# Excerpt to read
We are medically over insured and paying excessive premium costs because of it. We also need to distinguish between private health insurance purchased by employers and individuals and the government entitled medical care systems of Medicare, Medicaid and other government-mandated health programs. They are two different problems with two different solutions.
The private insurance system is fixable without a need to resort to a government medical health care system. It requires a reinstatement of market pricing mechanisms. The government medical entitlement system, Medicare, etc., is much more difficult to fix. Obama's call for government medical health care is really an attempt to broaden the coverage base of the Medicare system to include all individuals under 65. It would increase the tax base, dilute the voices of seniors about benefits and costs, and allow for an increase in premiums and a decrease in medical benefits to seniors.

# Work request
In the passage on health insurance, rewrite the part from "The private insurance" to "benefits to seniors.", swapping "seniors" for "retirees".

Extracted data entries
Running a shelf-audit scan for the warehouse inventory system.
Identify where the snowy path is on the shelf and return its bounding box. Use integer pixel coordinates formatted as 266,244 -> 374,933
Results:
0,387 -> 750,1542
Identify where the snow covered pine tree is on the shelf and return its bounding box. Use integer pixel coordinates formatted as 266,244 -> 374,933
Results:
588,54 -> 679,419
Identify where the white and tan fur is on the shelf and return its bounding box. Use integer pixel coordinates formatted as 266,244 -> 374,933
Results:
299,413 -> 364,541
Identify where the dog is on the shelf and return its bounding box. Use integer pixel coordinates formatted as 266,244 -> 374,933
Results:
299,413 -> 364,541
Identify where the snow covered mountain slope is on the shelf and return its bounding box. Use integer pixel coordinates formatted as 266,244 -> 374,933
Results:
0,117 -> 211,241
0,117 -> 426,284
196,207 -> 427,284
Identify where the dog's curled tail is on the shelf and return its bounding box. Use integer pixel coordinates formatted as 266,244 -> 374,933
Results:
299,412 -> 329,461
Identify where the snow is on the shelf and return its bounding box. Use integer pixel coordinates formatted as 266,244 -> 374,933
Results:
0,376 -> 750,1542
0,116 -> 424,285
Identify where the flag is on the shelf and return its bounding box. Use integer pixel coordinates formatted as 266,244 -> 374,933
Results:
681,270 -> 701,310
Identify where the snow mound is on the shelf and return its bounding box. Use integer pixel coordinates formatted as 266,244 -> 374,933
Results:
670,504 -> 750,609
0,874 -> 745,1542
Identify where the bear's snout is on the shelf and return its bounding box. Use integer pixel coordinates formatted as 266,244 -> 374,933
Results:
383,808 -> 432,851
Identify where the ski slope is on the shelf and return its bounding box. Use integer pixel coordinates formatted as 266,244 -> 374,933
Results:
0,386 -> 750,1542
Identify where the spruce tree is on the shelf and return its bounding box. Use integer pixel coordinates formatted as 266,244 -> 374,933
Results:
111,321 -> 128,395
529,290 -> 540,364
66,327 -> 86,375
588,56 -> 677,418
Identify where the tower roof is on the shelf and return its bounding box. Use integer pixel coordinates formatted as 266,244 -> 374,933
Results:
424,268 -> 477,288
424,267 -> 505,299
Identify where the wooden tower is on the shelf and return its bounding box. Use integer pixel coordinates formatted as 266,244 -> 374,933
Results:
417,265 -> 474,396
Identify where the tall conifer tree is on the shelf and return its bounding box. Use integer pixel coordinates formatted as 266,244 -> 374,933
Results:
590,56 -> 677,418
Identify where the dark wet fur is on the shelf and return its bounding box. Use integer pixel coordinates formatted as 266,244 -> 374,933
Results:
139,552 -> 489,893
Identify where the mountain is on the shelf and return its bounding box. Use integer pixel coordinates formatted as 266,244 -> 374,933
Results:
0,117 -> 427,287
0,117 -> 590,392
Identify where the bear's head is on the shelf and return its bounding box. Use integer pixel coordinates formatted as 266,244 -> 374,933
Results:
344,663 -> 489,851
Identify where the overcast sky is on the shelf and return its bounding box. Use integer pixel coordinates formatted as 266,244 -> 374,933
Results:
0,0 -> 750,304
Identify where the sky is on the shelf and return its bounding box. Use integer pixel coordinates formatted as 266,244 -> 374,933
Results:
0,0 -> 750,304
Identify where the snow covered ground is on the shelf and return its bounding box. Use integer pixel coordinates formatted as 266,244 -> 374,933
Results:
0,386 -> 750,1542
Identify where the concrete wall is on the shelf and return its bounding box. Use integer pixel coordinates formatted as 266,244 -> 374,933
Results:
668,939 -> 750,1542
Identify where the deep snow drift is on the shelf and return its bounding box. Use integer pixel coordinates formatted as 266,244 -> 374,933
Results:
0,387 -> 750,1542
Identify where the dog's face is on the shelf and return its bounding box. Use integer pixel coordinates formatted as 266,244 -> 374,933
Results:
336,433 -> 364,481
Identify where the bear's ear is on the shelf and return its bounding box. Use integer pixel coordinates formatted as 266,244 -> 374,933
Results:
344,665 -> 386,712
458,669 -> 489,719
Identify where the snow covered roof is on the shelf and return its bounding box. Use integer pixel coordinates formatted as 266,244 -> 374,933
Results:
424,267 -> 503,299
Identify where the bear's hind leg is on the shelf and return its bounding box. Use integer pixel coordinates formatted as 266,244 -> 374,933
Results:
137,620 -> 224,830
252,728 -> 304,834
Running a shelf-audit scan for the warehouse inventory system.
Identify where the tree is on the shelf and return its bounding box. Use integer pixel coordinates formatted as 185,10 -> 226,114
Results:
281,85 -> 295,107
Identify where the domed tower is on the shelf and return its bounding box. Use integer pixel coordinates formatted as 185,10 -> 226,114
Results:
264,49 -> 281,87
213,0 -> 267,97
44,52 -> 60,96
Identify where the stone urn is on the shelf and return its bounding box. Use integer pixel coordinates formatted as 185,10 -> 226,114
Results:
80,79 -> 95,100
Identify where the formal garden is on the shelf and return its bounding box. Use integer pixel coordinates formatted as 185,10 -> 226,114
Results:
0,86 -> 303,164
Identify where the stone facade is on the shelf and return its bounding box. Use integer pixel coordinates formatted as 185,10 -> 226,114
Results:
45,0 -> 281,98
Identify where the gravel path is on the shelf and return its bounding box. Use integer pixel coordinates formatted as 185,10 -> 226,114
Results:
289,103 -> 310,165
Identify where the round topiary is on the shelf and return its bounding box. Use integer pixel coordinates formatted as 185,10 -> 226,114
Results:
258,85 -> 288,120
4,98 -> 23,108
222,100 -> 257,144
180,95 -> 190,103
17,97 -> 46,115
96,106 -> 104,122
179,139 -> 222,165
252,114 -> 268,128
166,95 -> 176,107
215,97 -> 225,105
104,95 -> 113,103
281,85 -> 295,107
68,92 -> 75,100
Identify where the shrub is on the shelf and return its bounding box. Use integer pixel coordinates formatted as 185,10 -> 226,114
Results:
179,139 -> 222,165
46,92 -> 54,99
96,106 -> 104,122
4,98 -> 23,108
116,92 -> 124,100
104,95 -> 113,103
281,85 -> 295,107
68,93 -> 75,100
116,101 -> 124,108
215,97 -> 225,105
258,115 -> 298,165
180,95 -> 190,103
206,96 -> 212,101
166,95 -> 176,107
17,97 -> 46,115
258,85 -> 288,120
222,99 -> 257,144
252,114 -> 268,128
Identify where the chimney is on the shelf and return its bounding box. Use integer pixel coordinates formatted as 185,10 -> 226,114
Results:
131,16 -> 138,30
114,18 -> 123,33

# Output of the exercise
The private insurance system is fixable without a need to resort to a government medical health care system. It requires a reinstatement of market pricing mechanisms. The government medical entitlement system, Medicare, etc., is much more difficult to fix. Obama's call for government medical health care is really an attempt to broaden the coverage base of the Medicare system to include all individuals under 65. It would increase the tax base, dilute the voices of retirees about benefits and costs, and allow for an increase in premiums and a decrease in medical benefits to retirees.